__Entries provided__:
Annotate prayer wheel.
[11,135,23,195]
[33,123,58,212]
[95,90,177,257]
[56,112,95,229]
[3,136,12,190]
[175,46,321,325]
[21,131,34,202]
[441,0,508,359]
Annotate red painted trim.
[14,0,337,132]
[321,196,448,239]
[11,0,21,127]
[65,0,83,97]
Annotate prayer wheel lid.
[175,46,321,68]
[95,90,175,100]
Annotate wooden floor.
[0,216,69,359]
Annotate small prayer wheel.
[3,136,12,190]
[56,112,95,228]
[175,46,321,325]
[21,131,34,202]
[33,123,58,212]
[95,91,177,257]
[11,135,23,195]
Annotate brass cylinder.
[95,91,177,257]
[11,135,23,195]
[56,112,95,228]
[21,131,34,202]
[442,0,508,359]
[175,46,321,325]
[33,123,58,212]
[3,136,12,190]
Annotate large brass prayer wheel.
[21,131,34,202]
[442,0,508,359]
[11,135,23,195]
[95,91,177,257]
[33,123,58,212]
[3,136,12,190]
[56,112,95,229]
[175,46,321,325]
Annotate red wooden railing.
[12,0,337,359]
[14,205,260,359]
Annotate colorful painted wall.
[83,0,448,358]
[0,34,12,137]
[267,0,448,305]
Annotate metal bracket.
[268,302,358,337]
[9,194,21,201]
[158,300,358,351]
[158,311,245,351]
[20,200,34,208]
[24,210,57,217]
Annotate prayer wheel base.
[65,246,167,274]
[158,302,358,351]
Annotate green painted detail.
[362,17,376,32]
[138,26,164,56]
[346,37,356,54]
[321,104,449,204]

...

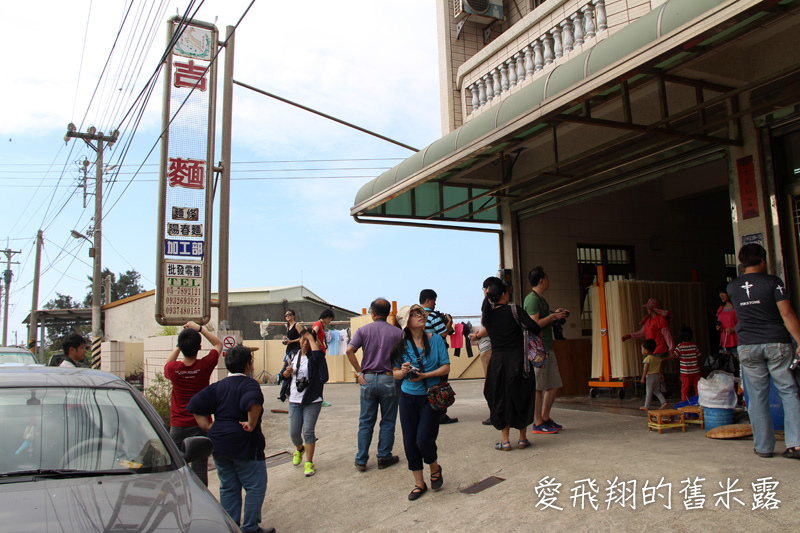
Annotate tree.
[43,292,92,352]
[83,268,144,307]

__Work to be completed__: Express the records in the stretch from the line containing "Annotate prayer wheel." through the line containing "[158,302,358,351]" as a two-column CSV with the headers text and answer. Give one row per record, with each field quoted and line breaks within a field replaced by spaces.

__Response for this exercise__:
text,answer
"Annotate prayer wheel.","[11,135,23,195] [33,123,58,212] [95,90,177,257] [56,112,95,229] [3,136,12,190] [175,46,321,325] [21,131,34,202] [441,0,508,359]"
"Annotate red painted trim.","[14,0,337,132] [321,196,448,239] [11,0,21,127] [65,0,83,97]"
"Annotate prayer wheel lid.","[175,46,321,68] [95,90,175,100]"
"Annotate wooden floor.","[0,216,69,359]"
"Annotate small prayer wheel.","[3,136,12,190] [56,112,95,228] [175,46,321,325] [21,131,34,202] [33,123,58,212] [95,91,177,257] [11,135,23,195]"
"Annotate brass cylinder.","[95,91,177,257] [11,135,23,195] [56,112,95,228] [21,131,34,202] [442,0,508,359] [175,46,321,325] [33,123,58,212] [3,136,12,190]"
"Annotate large brass prayer wheel.","[21,131,34,202] [442,0,508,359] [11,135,23,195] [95,91,177,257] [33,123,58,212] [3,136,12,190] [56,112,95,229] [175,46,321,325]"
"Annotate red wooden railing.","[12,0,337,359] [14,205,260,359]"
"Annotate colorful painted wall.","[83,0,448,358] [0,34,12,137] [267,0,448,305]"
"Annotate metal bracket.","[268,302,358,337] [9,194,21,201] [158,300,358,351] [158,311,245,351] [20,200,34,208] [24,210,57,217]"
"Annotate prayer wheel base.","[65,246,167,274] [158,302,358,351]"